_YOUR INSTRUCTIONS_
Update every entry below so that "QA review pass" becomes "Annotation audit", and leave all other text as it is.

___ MATERIAL PROVIDED

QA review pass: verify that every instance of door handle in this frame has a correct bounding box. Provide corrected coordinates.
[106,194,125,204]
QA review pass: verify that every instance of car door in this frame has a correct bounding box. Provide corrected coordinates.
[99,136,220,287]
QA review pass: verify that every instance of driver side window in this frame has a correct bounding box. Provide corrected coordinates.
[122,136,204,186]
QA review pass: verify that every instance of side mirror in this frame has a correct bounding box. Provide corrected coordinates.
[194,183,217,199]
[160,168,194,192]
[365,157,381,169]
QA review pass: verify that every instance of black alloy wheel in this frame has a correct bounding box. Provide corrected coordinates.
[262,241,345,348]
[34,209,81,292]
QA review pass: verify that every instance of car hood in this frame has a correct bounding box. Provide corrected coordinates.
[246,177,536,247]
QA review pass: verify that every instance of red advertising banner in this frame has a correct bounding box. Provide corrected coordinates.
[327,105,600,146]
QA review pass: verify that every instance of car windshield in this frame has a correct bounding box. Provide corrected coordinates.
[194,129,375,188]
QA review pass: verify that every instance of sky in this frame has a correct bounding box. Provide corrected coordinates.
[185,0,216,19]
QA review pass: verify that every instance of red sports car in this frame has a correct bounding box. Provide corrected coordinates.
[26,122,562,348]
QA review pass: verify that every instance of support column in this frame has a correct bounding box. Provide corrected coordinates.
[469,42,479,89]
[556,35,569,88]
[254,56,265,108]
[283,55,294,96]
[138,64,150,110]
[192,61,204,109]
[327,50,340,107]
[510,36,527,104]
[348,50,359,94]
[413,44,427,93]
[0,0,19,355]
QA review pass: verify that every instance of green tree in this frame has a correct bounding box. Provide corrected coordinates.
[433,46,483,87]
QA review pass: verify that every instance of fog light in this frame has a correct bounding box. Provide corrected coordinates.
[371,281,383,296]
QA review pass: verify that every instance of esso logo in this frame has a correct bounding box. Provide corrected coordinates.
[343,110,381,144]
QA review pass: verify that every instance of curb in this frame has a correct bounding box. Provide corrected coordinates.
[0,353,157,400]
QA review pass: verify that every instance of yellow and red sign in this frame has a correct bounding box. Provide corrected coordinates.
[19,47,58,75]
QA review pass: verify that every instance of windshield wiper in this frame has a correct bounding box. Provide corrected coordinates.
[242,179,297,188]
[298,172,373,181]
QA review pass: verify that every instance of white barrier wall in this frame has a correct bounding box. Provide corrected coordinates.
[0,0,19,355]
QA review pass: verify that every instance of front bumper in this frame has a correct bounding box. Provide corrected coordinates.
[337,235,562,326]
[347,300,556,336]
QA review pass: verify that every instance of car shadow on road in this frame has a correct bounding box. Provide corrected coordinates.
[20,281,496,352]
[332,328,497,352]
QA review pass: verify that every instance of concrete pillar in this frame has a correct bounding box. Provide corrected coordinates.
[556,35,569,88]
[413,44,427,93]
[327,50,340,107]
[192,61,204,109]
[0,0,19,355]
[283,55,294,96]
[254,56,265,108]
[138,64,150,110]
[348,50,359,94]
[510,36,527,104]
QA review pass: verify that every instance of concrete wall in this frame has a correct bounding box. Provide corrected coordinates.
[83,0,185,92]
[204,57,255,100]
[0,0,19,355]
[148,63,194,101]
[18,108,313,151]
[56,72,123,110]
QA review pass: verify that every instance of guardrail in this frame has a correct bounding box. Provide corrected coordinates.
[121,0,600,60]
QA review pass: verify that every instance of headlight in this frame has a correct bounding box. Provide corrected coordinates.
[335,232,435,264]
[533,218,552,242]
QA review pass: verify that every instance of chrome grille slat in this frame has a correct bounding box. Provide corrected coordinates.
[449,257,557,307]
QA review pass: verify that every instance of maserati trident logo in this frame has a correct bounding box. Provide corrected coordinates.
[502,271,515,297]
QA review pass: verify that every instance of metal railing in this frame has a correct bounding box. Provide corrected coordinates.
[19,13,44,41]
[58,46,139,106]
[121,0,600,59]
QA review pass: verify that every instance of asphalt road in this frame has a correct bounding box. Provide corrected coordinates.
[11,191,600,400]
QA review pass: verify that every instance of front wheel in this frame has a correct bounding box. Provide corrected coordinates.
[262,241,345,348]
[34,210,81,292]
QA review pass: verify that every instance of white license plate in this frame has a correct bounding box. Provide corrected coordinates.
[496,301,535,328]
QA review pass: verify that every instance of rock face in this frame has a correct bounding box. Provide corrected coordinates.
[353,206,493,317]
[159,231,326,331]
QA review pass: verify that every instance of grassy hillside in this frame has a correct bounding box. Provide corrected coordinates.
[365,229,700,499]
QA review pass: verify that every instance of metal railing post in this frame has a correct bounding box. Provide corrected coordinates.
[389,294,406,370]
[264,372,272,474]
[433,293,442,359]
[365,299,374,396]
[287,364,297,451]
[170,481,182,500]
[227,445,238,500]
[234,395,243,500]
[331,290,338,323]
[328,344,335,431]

______

_THE RESPONSE_
Annotation audit: verify that every instance of door handle in this frame has a correct bounding box. Provide corrected coordinates.
[106,194,125,204]
Annotation audit: verify that every instance of car door in this frame has a correct bounding box. Provide corrected coordinates.
[99,136,220,287]
Annotation audit: verify that every instance of driver side window in this frame has a correct bounding box. Provide corrected coordinates.
[122,136,204,186]
Annotation audit: verify that every instance of side mirror in this frame has a correct bounding box. Provide corrected coordinates.
[194,183,217,199]
[160,168,194,192]
[365,157,381,169]
Annotation audit: verify that every instance of black alloy wheel in this frame has a correct bounding box. Provide corrected coordinates.
[262,241,345,348]
[34,209,81,292]
Annotation audit: verify that every instance of car hood in this frame has a correct bounding box. Provide corrected coordinates.
[246,177,536,247]
Annotation audit: verify that every instance of red advertising banner in this frame has a correct bounding box. Provide corrected coordinates.
[327,105,600,146]
Annotation audit: verify that every instance of car windshield in this frame has a correct bounding box. Provide corrected coordinates.
[194,129,375,188]
Annotation audit: verify that every instance of sky in this frame has a correct bounding box. Provide corrected coordinates.
[185,0,216,19]
Annotation audit: verify that every instance of red sports car in this frame has a correct bounding box. Provide corrected coordinates.
[26,122,562,348]
Annotation audit: verify that every instance of support column in this frame has a correct bounding box. Provide corrected coordinates.
[469,42,479,89]
[556,35,569,88]
[254,56,265,108]
[283,55,294,96]
[138,64,150,110]
[192,61,204,109]
[327,50,340,107]
[510,36,527,104]
[348,50,359,94]
[413,44,427,93]
[0,0,19,355]
Annotation audit: verify that every instance of green tree in this frame has a correct bounding box. Provide corrected coordinates.
[433,46,483,87]
Annotation audit: verify that every instance of fog light in this frame has a correct bounding box. Provide corrected coordinates.
[371,281,383,296]
Annotation audit: verify that every instance of esso logo in this frame has a correct bounding box. Provide corrected coordinates.
[343,110,381,144]
Annotation audit: verify that every instance of curb in this frame has a correct bounding box. Provide corrected coordinates.
[0,353,157,400]
Annotation audit: verify that every instance of yellow and red sign in this frame has a correct bounding box. Provide corrected coordinates.
[19,47,58,75]
Annotation audit: verify that every instance of windshield wiper in this frame has a correct bounding box. Provide corrected coordinates.
[242,179,297,188]
[298,172,373,181]
Annotation audit: verify that every instance of white barrier wall in this frame has a correct bounding box. Provide corrected coordinates.
[0,0,19,355]
Annotation audit: verify that every instance of front bumper in this frame has a correct bounding box. Provide corrected coordinates.
[337,235,562,326]
[347,300,556,336]
Annotation audit: verify that every instance of car shadow on road in this frame has a correct bounding box. Provide corrected coordinates.
[20,281,496,352]
[332,328,497,352]
Annotation audit: verify that every instance of concrete pillar in this frame has a correct bounding box. Provide corrected coordinates.
[556,35,569,88]
[413,44,427,93]
[327,50,340,107]
[192,61,204,109]
[0,0,19,355]
[283,55,294,96]
[254,56,265,108]
[138,64,150,110]
[348,50,359,94]
[510,36,527,104]
Annotation audit: verify that every instance of concrete wall in this frame has a correct bounding box. Provide corrected coordinates.
[83,0,185,92]
[204,57,255,100]
[0,0,19,355]
[148,63,194,101]
[18,108,313,151]
[56,72,123,110]
Annotation audit: verify that every instance of guardrail in this frame has a correct bounding box. Provide corrected coordinates.
[121,0,600,60]
Annotation audit: verify that every instance of headlight in this frame has a correct bounding box. Provide corrected coordinates.
[335,232,435,264]
[533,218,552,242]
Annotation audit: verify that every instance of chrome grille slat in this frame has a correct bounding box. Provide corrected coordinates.
[449,257,557,307]
Annotation audit: verify that every instance of maserati trident logo in this frame has a correct bounding box. Provide corrected coordinates.
[502,271,515,297]
Annotation audit: verify that every instance of metal railing in this frame has a correct bounding box. Provide corrected coordinates.
[19,13,44,41]
[58,46,139,106]
[121,0,600,59]
Annotation audit: verify that every instance of asphalt road in this frame has a correct bounding box. Provide corrected coordinates.
[11,191,600,400]
Annotation audit: verify that every instance of front wheel in this frame has a correct bounding box. Provide corrected coordinates.
[262,241,345,348]
[34,210,81,292]
Annotation audit: verify that every instance of white license plate in this frame has a correct bounding box. Provide corrected coordinates.
[496,301,535,328]
Annotation audit: verify that every instance of rock face in this frame has a correct bounding box. Provide corrected coordinates.
[353,206,493,317]
[159,231,326,331]
Annotation audit: verify that every instance of grassy hillside in this frame has a correct bounding box. Provide corrected coordinates.
[365,229,700,499]
Annotation audit: verify that every instance of metal railing post in this frame has a correct bounding box. Provide corrected coordinates.
[389,294,406,370]
[264,372,272,474]
[433,293,442,359]
[365,299,374,396]
[287,364,297,451]
[170,481,182,500]
[227,445,238,500]
[234,395,243,500]
[331,290,338,323]
[328,344,335,431]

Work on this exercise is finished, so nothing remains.